[TEXT SECTION]
▶

Let all things be done, decently and in order.
1 Corinthians 14:40

Create in me a clean heart, O God; and renew a right spirit within me. Psalms 51:10

Have you ever had one of those days when it felt like you would have been better off to have stayed in bed? A day when if things could go wrong they did, and you say to yourself… “Surely they can’t get any worse.” But they do! Take, for instance, the day God chose to gift me with a “Chicken Little the Sky is Falling,” kind of a day. It’s my belief He knew it would take something drastic to open my heart, to my need. 

Honestly, the day started out just like most days did with me making a detailed list, of tasks, to be accomplished… until I opened one of my kitchen cabinets. To my utter horror the shelves I had overloaded with breakable dishes collapsed, showering down an avalanche of broken glass everywhere.  It startled me so much that, in my haste to jump out of the way, I tripped over my own feet and landed firmly, bottom first, on my kitchen floor. Had that been the only occurrence that day long ago, it’s doubtful I would have ever seen so clearly the depth of my need. But, somewhere between the avalanche of dishes, a very important phone number I had written on a napkin and misplaced, the overfilled stuck sock drawer, the teaching notes I couldn’t locate, and … well, you get the picture… the Lord got my full attention. 

He began to reveal that my cluttered cabinets, overloaded drawers, and disorganized closets were only a small portion of my dilemma. In gentle firmness He pointed me to the real reason disorder reined in my life and lovingly cut me no slack, as He exposed the root cause of my crisis… a cluttered heart!

◀

[YOUR OBJECTIVE] According to the devotional passage, what happened when the writer opened one of the kitchen cabinets?

[Dataset entries]
▶

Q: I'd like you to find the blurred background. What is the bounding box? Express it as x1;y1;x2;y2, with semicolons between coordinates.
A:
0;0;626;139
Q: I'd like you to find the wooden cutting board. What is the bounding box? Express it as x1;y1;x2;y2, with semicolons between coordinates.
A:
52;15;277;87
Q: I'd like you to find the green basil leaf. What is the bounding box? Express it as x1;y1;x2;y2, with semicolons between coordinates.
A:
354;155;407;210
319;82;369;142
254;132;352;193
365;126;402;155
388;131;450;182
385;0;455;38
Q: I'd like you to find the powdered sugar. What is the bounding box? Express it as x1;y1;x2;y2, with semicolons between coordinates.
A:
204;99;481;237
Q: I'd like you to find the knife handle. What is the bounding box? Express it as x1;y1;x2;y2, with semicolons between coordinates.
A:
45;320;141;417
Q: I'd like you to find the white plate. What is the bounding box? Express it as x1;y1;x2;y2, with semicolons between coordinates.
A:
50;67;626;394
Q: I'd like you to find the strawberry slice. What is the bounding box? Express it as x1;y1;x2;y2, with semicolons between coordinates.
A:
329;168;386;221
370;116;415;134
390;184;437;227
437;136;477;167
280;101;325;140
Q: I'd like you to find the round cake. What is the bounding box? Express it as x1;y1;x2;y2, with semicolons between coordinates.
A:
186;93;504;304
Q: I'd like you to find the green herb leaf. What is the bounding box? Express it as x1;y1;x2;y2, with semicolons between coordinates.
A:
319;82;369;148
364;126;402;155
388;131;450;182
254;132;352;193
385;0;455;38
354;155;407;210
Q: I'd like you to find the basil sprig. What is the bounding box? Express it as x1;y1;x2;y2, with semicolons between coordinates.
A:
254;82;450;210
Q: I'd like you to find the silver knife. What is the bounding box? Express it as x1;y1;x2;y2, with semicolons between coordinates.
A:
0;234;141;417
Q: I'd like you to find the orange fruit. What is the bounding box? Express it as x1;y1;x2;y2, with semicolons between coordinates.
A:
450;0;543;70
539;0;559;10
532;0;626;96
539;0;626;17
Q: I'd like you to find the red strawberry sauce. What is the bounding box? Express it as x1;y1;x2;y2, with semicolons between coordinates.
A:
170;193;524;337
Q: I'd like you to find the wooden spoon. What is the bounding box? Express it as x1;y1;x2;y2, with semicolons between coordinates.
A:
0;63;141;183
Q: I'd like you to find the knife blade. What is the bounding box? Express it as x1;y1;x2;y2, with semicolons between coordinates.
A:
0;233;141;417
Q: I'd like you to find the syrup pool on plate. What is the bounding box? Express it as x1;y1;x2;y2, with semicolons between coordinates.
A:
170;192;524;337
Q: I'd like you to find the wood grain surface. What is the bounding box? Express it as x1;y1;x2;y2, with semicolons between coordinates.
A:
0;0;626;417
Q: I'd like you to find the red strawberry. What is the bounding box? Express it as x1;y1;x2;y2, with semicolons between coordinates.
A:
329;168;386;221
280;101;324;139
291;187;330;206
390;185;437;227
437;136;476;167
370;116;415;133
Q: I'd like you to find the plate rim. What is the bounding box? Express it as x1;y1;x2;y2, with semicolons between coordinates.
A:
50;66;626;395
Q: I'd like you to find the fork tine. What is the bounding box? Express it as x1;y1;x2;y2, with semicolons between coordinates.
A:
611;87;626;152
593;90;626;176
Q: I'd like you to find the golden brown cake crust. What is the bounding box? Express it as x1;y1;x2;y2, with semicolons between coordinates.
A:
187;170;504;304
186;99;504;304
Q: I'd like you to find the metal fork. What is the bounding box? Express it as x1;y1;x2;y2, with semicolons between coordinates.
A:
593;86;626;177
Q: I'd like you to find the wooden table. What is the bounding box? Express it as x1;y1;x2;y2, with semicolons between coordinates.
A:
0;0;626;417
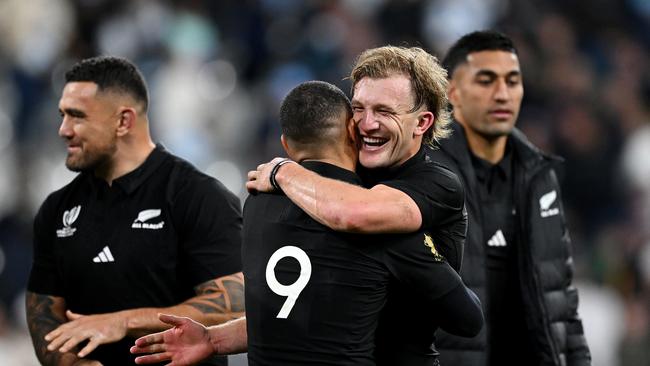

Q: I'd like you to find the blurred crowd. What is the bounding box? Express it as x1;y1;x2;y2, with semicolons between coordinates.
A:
0;0;650;366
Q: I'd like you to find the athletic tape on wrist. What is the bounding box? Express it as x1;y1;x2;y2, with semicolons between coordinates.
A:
269;158;295;191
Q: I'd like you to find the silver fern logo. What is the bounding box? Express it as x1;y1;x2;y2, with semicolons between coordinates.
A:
56;205;81;238
131;208;165;230
539;190;560;217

◀

[FINISHED ANSWER] The shelves overloaded with breakable dishes collapsed, showering broken glass everywhere.